## YOUR GOAL
Reproduce, please, only the lines from the first line below to the line containing "One marker per instance, like [821,44].", inclusive.
- - - - - - -
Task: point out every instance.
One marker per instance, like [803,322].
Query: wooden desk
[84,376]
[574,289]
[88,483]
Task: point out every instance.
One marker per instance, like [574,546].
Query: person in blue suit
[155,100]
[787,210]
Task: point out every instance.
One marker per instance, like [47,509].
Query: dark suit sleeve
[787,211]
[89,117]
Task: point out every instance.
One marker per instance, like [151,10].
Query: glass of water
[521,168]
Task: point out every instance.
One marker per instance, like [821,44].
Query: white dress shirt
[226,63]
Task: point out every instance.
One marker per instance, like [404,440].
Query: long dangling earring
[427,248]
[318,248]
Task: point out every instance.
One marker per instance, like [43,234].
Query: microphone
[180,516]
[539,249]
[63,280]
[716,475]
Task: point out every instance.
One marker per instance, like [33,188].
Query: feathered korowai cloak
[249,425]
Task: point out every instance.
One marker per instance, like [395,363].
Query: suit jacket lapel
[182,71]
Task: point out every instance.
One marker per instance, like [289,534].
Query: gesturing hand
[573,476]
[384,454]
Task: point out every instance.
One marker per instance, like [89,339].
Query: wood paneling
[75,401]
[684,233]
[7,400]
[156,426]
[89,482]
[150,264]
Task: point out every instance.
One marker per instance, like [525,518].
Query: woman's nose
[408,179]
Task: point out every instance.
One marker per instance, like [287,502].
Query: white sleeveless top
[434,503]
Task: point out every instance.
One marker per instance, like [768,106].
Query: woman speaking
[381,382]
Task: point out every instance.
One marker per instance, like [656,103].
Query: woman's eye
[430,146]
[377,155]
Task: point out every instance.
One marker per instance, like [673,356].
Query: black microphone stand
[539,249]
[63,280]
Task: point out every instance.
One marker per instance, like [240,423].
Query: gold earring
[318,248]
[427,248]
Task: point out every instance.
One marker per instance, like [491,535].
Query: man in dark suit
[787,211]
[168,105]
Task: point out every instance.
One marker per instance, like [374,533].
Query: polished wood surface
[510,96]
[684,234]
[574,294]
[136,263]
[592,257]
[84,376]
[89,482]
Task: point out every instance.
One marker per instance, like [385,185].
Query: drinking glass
- - - - - - -
## SOLUTION
Task: point out every instance.
One marker per instance, like [803,322].
Query: wooden desk
[84,376]
[574,289]
[88,483]
Task: point out every instance.
One marker per instance, like [574,546].
Query: person in blue suit
[155,100]
[787,210]
Task: point out every instance.
One marker per instance, like [47,509].
Query: dark suit sleeve
[787,211]
[89,117]
Task: point out every instance.
One marker per instance, like [151,10].
Query: glass of water
[521,168]
Task: point out every instance.
One marker per instance, like [821,44].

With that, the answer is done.